Rewrite the items below, replacing every "clicks" with "points" and keeping everything else the same.
------ PROVIDED MATERIAL
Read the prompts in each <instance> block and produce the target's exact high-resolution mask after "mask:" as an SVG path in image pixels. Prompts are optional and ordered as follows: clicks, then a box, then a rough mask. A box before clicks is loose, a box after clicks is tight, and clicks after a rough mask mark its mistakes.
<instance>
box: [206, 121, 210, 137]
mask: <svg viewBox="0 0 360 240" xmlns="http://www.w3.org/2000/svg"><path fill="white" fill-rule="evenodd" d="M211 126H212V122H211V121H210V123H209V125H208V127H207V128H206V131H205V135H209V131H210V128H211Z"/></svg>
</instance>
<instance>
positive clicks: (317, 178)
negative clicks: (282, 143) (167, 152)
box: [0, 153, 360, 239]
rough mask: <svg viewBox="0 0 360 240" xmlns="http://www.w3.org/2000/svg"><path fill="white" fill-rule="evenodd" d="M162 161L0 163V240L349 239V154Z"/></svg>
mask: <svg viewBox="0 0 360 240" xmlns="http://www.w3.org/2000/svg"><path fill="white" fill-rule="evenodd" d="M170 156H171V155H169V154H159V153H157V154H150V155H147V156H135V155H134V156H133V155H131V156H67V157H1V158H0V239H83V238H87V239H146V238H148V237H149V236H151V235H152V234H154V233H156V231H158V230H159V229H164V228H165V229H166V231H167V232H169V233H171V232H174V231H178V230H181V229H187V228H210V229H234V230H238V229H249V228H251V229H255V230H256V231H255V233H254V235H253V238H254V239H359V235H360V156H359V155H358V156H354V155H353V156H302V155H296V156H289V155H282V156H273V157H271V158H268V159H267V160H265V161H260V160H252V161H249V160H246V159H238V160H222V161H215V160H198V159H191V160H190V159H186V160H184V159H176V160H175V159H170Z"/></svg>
------------
ANSWER:
Read the prompts in each <instance> block and produce the target's exact high-resolution mask after "mask:" as an SVG path in image pixels. Prompts are optional and ordered as follows: points, then a box, then a rough mask. A box before points is loose, a box after points is tight, and points after a rough mask mark its mistakes.
<instance>
box: [206, 121, 210, 137]
mask: <svg viewBox="0 0 360 240" xmlns="http://www.w3.org/2000/svg"><path fill="white" fill-rule="evenodd" d="M211 126H212V122H211V121H210V123H209V125H208V127H207V128H206V131H205V135H209V131H210V128H211Z"/></svg>
</instance>
<instance>
positive points: (317, 178)
negative points: (282, 143) (167, 152)
box: [0, 153, 360, 239]
rough mask: <svg viewBox="0 0 360 240" xmlns="http://www.w3.org/2000/svg"><path fill="white" fill-rule="evenodd" d="M162 161L0 163V240L349 239V154Z"/></svg>
mask: <svg viewBox="0 0 360 240" xmlns="http://www.w3.org/2000/svg"><path fill="white" fill-rule="evenodd" d="M170 156H171V155H169V154H159V153H157V154H150V155H147V156H135V155H134V156H133V155H131V156H67V157H1V158H0V239H83V238H87V239H146V238H148V237H149V236H151V235H152V234H154V233H156V231H158V230H159V229H164V228H165V229H166V231H167V232H169V233H171V232H174V231H178V230H181V229H187V228H210V229H234V230H238V229H249V228H251V229H255V230H256V231H255V233H254V235H253V238H254V239H359V235H360V156H359V155H358V156H354V155H353V156H302V155H296V156H289V155H282V156H273V157H271V158H268V159H267V160H265V161H260V160H252V161H249V160H246V159H238V160H222V161H215V160H198V159H191V160H190V159H186V160H184V159H176V160H175V159H170Z"/></svg>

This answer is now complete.